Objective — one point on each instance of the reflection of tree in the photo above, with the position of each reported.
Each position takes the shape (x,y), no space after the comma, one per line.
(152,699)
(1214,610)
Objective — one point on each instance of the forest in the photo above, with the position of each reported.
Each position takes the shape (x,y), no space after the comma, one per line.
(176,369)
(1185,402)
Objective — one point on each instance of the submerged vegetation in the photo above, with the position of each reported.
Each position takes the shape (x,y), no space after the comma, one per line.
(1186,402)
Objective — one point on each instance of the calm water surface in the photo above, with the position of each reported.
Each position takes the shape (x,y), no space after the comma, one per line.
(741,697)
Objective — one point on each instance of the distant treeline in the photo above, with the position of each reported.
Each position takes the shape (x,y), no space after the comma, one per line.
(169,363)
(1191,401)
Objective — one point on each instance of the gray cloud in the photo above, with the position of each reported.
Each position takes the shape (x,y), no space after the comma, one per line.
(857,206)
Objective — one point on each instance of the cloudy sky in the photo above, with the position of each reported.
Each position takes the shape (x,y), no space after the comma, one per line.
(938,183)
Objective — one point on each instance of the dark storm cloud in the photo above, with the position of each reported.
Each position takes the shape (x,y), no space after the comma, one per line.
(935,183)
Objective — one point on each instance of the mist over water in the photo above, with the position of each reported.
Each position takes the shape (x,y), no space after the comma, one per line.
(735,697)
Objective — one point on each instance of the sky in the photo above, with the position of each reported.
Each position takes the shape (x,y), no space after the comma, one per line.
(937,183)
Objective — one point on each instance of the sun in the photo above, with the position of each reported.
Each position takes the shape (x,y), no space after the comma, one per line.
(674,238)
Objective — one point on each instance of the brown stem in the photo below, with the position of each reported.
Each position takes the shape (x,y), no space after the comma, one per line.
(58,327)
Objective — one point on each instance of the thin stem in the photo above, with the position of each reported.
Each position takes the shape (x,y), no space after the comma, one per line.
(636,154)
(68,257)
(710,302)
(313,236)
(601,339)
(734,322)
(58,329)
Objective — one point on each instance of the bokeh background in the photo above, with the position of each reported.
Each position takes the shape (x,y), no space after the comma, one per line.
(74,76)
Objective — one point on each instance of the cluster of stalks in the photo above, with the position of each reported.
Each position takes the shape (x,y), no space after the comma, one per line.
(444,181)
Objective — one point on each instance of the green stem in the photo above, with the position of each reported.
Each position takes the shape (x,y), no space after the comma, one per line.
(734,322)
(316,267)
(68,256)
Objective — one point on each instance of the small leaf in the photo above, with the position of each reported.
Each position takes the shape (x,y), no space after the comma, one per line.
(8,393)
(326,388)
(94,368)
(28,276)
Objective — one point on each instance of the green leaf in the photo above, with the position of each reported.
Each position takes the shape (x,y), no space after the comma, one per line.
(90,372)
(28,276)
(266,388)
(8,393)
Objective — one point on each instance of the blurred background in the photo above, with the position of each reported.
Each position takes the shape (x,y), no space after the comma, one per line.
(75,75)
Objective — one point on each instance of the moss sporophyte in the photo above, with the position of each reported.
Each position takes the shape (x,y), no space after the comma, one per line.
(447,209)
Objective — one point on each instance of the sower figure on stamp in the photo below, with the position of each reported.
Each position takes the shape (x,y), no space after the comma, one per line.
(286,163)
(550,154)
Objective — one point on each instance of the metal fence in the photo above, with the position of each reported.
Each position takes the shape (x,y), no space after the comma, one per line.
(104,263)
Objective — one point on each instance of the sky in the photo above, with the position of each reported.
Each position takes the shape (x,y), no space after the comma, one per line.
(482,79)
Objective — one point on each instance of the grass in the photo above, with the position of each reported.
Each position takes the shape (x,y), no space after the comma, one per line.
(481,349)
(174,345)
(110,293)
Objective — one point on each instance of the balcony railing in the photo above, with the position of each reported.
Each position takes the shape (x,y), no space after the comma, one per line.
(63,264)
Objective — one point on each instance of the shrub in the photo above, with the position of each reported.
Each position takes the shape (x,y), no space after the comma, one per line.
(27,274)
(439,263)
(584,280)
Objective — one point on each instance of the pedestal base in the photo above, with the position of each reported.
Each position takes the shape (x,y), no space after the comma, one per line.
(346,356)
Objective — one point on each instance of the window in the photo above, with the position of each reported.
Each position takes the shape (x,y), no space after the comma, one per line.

Short problem:
What are the lines from the one with "Objective — one point on each instance of the sower" through the last line of the records above? Quote them exactly and add nothing.

Full output:
Objective — one point on each instance of the sower figure on stamp in the photo below, with the position of each reported.
Each position takes the shape (x,y), no space after the comma, one per line.
(286,163)
(550,154)
Objective — one point on each instance of the metal fence in the photo above, with the position of each reported.
Each position takes the shape (x,y), no space after the comma, one per line.
(104,263)
Objective — one point on each instance of the sky in the photo above, with the position of each reported.
Each position takes the shape (x,y), no space after the comma, one per line.
(482,79)
Objective — one point on each instance of the grass in the photo above, with the position of each reported.
Each position takes the shape (x,y), no space after the comma, one per line.
(481,349)
(174,345)
(110,293)
Objective — one point on each instance of the balcony railing in the photo above, with the position of each reported.
Each position takes the shape (x,y), no space after the comma, one per line.
(63,264)
Objective — one point on each instance of the shrub in the photo above, with the position of each reported.
Each position takes the shape (x,y), no space after the comma, one per line.
(27,274)
(439,263)
(584,280)
Objective — one point on each instance of the pedestal base in the photo above, with the position of each reported.
Each position takes the shape (x,y), no space after the comma, one per line.
(346,356)
Objective — one point on each instance of the window in the photo above, with the position of each reported.
Each position takes the shape (x,y), no space after the comma, one per line.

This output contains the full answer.